Text passage –
___
This is the exact same setup I have; two hosted accounts and one gmail account. I had conflicting accounts with gmail + my hosted apps account, and merged them which created a bunch of issues (I was warned, I suppose)

I don't know if the personal choice of how we use our accounts is abnormal, but the resulting effect is definitely not something desirable.


Firefox = Primary, Chrome=Secondary, IE9=test. Generally works OK. Still a bit painful though. Especially now that Apps/gmail are consolidated.


Separate browsers, or separate profiles (namely Firefox profiles).

An app-specific browser like MozillaPrizm/Fluid/etc might be your best bet, just create specific apps for each user/session.

btw, I generally use 2 google profiles (google-apps vs. google) and they coexist in one browser for me.

The concept of fluid multi-identity in any device or OS has long been difficult to manage, and I don't think it's done well on any UI-based system.


'Switch account' works well for me - is there a use case where this is not an option for you?


Yeah, "Switch account > Sign into another account" actually works, but it took me a long time to find it.


Google Chrome dev has support for multiple account profiles. Each account has it's own windows with their own cookies/exts/apps/history.


This looks to me like Don't Be Evil showing up as a competitive advantage. Facebook seems want my data and my network for its own exploitation; Google seems to actually be thinking about what's best for me.


Facebook makes advertising money through user profiling and only from within their site. Google makes advertising money just from the fact that you're using the web. Google is able to do more though profiling, but they have the flexibility and hindsight to do it less intrusively. Remember, Google's properties are more spread out than Facebook's (and AdSense is almost everywhere). So with Google you don't even have to be logged in for them to advertise to you.


"seems"

Let the market[er]ing continue.


I think one of main Google problem is Brand Fatigue, people are tired of Google this and Google that. Why not call it friend something or give it a generic name like Baboo, Facebook or something fresh that will give the impression that it is something new.


Had Google called it friend something, at least I won't have bothered. The only reason I am looking at it is because of brand Google. Granted that Google would have called it something else and I would have still used it, but that would be only because it's Google. Majority of people I know don't have Google brand fatigue - they love brand Google.



I'd be happer if they'd just stick to search and ads and drop all the social networking bullshit.


Like Orkut?


That's the best web demo I've ever seen. I'm a jaded person, but I clicked on all the things and did all the stuff and felt pride at using their (impressively easy) interface. Serious unexpected design chops from Google!


Honestly, I'd be open to trying this JUST for the circles. Too many times I've had to restrain myself from posting certain things because of the wide range of "friends" I have on facebook.


Really well done, interactive demo.


Extremely well done. I didn't bother reading about all the features, but the demo made me go through all of it. I'm now excited about instant photos. Success, google.

I liked the huddle text input, you don't choose what gets written... pogo boots vanilla beetroots?
___
Print out the section of the comment thread starting with "Firefox = Primary, Chrome=Secondary, IE9=test." and going on through "(namely Firefox profiles).". Work only from the comment thread above.

(Excerpts from labeled region data)
___
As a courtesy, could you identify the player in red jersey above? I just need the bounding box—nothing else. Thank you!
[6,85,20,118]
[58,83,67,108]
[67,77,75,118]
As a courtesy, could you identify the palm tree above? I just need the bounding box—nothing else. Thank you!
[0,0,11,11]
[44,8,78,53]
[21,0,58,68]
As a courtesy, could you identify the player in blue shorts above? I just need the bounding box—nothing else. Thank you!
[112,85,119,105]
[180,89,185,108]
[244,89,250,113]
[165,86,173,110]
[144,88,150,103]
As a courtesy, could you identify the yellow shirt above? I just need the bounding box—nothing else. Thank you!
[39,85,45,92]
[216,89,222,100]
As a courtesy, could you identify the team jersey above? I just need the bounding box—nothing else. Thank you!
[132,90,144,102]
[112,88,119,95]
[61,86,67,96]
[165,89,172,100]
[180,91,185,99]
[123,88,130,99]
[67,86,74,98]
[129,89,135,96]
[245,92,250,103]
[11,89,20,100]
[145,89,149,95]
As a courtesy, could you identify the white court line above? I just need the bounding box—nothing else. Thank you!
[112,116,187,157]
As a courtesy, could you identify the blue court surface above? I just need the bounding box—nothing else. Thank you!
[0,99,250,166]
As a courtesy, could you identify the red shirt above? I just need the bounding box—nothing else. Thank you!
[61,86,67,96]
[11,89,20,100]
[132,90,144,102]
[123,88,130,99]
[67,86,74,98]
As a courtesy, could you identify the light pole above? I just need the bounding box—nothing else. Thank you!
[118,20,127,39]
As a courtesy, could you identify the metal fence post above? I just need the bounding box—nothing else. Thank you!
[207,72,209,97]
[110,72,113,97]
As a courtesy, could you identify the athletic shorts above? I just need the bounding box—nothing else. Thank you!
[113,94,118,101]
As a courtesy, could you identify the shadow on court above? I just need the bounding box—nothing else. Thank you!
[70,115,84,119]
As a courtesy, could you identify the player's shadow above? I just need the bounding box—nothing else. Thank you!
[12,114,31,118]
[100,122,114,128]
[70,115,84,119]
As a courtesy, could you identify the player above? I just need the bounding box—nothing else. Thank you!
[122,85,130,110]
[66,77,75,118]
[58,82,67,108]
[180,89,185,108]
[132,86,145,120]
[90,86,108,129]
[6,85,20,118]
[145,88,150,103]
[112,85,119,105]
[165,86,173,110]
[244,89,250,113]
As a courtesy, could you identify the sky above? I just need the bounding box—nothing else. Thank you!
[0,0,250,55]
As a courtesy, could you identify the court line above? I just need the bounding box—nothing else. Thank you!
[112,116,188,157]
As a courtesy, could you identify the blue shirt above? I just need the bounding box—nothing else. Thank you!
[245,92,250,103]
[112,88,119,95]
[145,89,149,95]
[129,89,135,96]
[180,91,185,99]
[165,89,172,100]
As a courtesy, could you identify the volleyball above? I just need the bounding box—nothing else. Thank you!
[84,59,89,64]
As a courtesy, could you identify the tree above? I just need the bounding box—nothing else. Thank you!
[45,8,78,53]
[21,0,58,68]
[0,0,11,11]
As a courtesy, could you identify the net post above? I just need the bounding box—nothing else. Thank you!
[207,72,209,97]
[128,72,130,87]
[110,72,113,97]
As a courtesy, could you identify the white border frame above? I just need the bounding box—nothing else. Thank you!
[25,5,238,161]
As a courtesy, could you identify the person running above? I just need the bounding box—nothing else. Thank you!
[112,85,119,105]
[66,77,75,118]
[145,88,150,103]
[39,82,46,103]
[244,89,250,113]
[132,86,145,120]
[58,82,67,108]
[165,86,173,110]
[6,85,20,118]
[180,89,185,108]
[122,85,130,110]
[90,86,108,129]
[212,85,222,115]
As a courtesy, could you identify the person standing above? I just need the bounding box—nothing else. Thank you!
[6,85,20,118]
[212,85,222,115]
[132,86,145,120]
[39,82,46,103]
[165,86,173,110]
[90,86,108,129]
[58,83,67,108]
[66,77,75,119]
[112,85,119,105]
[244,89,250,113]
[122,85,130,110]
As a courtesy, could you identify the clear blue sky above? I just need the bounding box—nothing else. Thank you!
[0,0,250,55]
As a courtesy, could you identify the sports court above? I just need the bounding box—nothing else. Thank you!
___
Solution –
Firefox = Primary, Chrome=Secondary, IE9=test. Generally works OK. Still a bit painful though. Especially now that Apps/gmail are consolidated.


Separate browsers, or separate profiles (namely Firefox profiles).